__Exercise brief__
Output the entries word for word. Omit images.

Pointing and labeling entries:
↓↓↓

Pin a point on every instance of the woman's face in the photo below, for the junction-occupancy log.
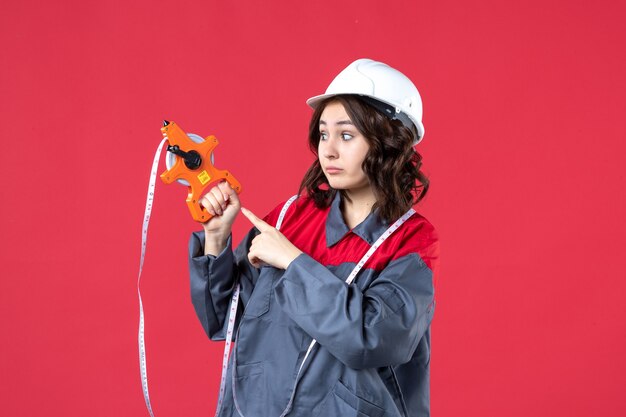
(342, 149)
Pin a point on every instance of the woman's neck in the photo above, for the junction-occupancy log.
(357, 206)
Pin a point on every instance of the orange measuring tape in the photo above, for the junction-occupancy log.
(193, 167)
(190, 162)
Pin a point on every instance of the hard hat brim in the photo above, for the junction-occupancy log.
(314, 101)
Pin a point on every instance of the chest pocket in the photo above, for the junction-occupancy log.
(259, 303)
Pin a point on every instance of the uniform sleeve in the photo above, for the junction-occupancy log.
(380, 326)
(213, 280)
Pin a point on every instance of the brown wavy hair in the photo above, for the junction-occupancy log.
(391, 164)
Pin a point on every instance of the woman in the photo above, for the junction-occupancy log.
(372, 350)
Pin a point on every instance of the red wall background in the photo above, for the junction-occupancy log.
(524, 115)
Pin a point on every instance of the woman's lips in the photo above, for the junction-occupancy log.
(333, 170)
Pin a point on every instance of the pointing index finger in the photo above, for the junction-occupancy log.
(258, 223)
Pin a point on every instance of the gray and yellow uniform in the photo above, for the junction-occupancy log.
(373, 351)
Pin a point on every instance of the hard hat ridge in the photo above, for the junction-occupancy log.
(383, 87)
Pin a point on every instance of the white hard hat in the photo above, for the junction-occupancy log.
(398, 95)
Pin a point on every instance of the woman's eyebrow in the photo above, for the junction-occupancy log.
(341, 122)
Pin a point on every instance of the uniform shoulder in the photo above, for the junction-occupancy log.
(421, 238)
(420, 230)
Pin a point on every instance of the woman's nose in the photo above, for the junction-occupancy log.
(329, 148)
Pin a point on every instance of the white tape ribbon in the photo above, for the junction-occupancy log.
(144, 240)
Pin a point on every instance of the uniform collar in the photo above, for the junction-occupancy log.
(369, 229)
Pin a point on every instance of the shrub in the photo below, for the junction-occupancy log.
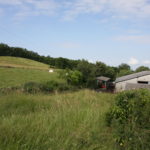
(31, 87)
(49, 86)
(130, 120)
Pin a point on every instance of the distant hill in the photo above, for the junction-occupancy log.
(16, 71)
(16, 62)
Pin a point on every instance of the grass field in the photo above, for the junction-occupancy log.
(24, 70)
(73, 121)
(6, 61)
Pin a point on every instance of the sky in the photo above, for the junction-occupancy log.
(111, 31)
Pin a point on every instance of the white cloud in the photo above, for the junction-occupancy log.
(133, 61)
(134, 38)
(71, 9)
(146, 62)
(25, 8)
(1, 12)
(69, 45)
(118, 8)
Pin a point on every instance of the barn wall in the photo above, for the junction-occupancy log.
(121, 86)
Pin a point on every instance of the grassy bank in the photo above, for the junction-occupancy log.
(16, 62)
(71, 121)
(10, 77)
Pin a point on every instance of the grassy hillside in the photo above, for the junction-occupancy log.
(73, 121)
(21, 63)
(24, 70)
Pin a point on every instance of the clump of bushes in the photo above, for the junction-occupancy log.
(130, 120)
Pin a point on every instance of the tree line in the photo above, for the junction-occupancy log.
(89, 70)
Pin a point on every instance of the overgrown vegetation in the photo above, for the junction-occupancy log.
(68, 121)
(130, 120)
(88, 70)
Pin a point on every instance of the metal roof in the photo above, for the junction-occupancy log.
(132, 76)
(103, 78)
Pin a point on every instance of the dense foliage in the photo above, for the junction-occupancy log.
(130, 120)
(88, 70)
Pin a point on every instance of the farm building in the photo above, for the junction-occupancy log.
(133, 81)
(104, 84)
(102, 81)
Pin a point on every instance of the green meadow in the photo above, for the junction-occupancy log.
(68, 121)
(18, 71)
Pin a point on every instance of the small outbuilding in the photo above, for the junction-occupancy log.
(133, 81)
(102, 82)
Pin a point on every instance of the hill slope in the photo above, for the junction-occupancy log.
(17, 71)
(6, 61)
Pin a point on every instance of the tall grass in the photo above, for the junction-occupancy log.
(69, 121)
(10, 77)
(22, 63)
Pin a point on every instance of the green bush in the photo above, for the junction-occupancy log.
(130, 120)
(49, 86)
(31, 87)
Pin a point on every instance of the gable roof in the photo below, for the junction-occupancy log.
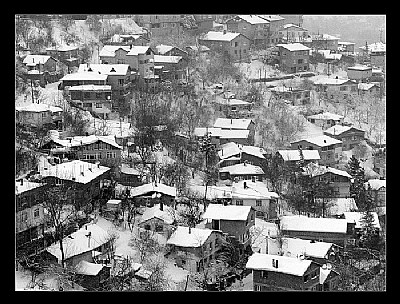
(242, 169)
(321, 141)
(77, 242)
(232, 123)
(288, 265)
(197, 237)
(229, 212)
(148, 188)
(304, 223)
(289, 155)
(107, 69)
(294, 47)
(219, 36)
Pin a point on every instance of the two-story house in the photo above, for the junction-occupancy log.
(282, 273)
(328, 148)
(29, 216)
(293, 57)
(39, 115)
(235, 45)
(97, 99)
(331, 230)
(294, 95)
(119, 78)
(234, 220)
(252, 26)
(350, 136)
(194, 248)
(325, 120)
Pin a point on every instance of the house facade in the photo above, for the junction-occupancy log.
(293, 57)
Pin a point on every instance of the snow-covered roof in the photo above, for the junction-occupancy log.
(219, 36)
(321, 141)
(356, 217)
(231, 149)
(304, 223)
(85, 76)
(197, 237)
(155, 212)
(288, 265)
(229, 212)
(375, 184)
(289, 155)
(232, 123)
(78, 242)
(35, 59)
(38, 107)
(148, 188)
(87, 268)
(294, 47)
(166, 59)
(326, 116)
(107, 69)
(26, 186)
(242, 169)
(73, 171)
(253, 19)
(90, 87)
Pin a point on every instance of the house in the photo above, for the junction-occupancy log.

↑↑↑

__Result of the task__
Pin a point on every instance of the woman's face in the photo below, for the junction-occupancy log.
(342, 149)
Pin a point on every instance of the woman's neck in the photo above, for the junction-occupancy log.
(357, 206)
Pin a point on every instance of the orange measuring tape in the photo above, for the junction-occupancy log.
(193, 167)
(190, 162)
Pin a point on every instance of the hard hat brim in the photo above, for the junction-occupancy log.
(314, 101)
Pin a point on every instance of the chest pocket in the photo above, for the junction-occupancy log.
(259, 303)
Pin a point on every instance of the uniform sleeve in the photo above, for the junction-occupancy log.
(380, 326)
(213, 280)
Pin a point on every instance of the brown wavy hair in the photo above, for the junction-occupancy log.
(391, 164)
Pin a point on every instance of the woman in the photo above, for the junction-occupancy log.
(372, 350)
Pin a point on every instance of the red wall background in the photo above, for the junction-occupancy log.
(524, 115)
Pin a point on every instance of the woman's lips in the photo above, for the junction-occupancy log.
(333, 170)
Pin a point on every instance of the pointing index finger in the photo above, for the junction-occupancy log.
(258, 223)
Pin a point on every instance of the gray and yellow uniform in the photo above, for the junction-occupancy log.
(373, 351)
Pin a point on every instance of the hard hat ridge in the photo above, for the junction-occupancy log.
(383, 87)
Pin a point on every instance of the white hard hat in the photo above, for the junction-occupancy log.
(398, 95)
Pin a point on every instance of the woman's eyebrow in the photo above, for the junction-occupancy log.
(341, 122)
Pin a point on every instance of the uniform shoulder in the photo above, for the junction-occupancy log.
(421, 238)
(420, 230)
Pin a point on every instance of the woman's nose in the photo above, for the junction-occupancy log.
(329, 148)
Pin a point on every instance of the white tape ribbon in the photo above, for the junction-occupancy log.
(144, 240)
Pin a point on every instance of the uniform collar in the photo above, for the junction-occupancy log.
(369, 229)
Pin a point on every instance of the shrub in the photo below, for the junction-occupancy log.
(31, 87)
(49, 86)
(130, 120)
Pin a point on every instance of the distant hill in the photo above, for the junction-occupancy log.
(16, 71)
(16, 62)
Pin a point on every instance of the grass field in the photo above, for the junction-occupancy log.
(24, 70)
(73, 121)
(6, 61)
Pin a point on every instance of the sky in the photo above, for the junction-occupancy log.
(111, 31)
Pin a point on every instance of the white cloud in the photo above, for the junction-occupancy log.
(133, 61)
(134, 38)
(71, 9)
(146, 62)
(25, 8)
(1, 12)
(69, 45)
(118, 8)
Pin a point on every instance of the barn wall in the photo above, for the junction-occupancy log.
(121, 86)
Pin a point on every instance of the grassy bank in the photo above, for the junction-occupancy log.
(16, 62)
(71, 121)
(10, 77)
Pin a point on every instance of the grassy hillside in the photo above, for the junction-occupancy log.
(73, 121)
(21, 63)
(24, 70)
Pin a point on every instance of the clump of bushes in the photo above, for the junction-occupancy log.
(130, 120)
Pin a point on every instance of the tree line in the photo above, for the junction-occupancy log.
(89, 70)
Pin a point on every instance of the overgrown vegetation in the photo above, for the junction-occupancy log.
(68, 121)
(130, 120)
(88, 70)
Pin a point on every instance of the metal roof in the photo above, for the junction-occupancy log.
(132, 76)
(103, 78)
Pin a point on every instance of the dense foliage in the photo above, for the junction-occupancy log.
(130, 120)
(88, 70)
Pin a point on every instance of the farm building in the photo above, for the junction-occupancy log.
(133, 81)
(104, 84)
(102, 81)
Pin a point on every instance of the green meadow in the photo above, for the junction-occupancy log.
(68, 121)
(18, 71)
Pin a point on every instance of the small outbuilding in the photo above, for the junction-occupancy log.
(133, 81)
(102, 82)
Pin a point on every instance of the hill slope in the photo above, for the junction-occupancy log.
(17, 71)
(6, 61)
Pin a point on every instance of the tall grass in the photo above, for the junction-occupancy log.
(69, 121)
(10, 77)
(22, 63)
Pin a point on every instance of the green bush in the photo above, for the junction-occupancy log.
(130, 120)
(49, 86)
(31, 87)
Pin a point on every instance of the gable roof in the photo below, for the junction-occupancy log.
(242, 169)
(321, 141)
(77, 242)
(232, 123)
(288, 265)
(197, 237)
(229, 212)
(148, 188)
(304, 223)
(289, 155)
(107, 69)
(294, 47)
(219, 36)
Pin a point on every instance of the two-story house in the photo above, for the junction-occupancy log.
(282, 273)
(328, 148)
(29, 216)
(293, 57)
(39, 115)
(235, 45)
(97, 99)
(331, 230)
(294, 95)
(119, 78)
(234, 220)
(252, 26)
(350, 136)
(194, 248)
(325, 120)
Pin a point on every instance of the house facade in the photo above, for the junction-occupancy log.
(293, 57)
Pin a point on every instance of the snow-covered roof in the photo above, for the junction-occupancy log.
(219, 36)
(321, 141)
(356, 217)
(231, 149)
(304, 223)
(85, 76)
(197, 237)
(155, 212)
(288, 265)
(229, 212)
(375, 184)
(289, 155)
(232, 123)
(78, 242)
(35, 59)
(38, 107)
(148, 188)
(87, 268)
(294, 47)
(166, 59)
(326, 116)
(107, 69)
(26, 186)
(242, 169)
(73, 171)
(253, 19)
(90, 87)
Pin a point on every instance of the house in the photo above, for the junction-occupancy log.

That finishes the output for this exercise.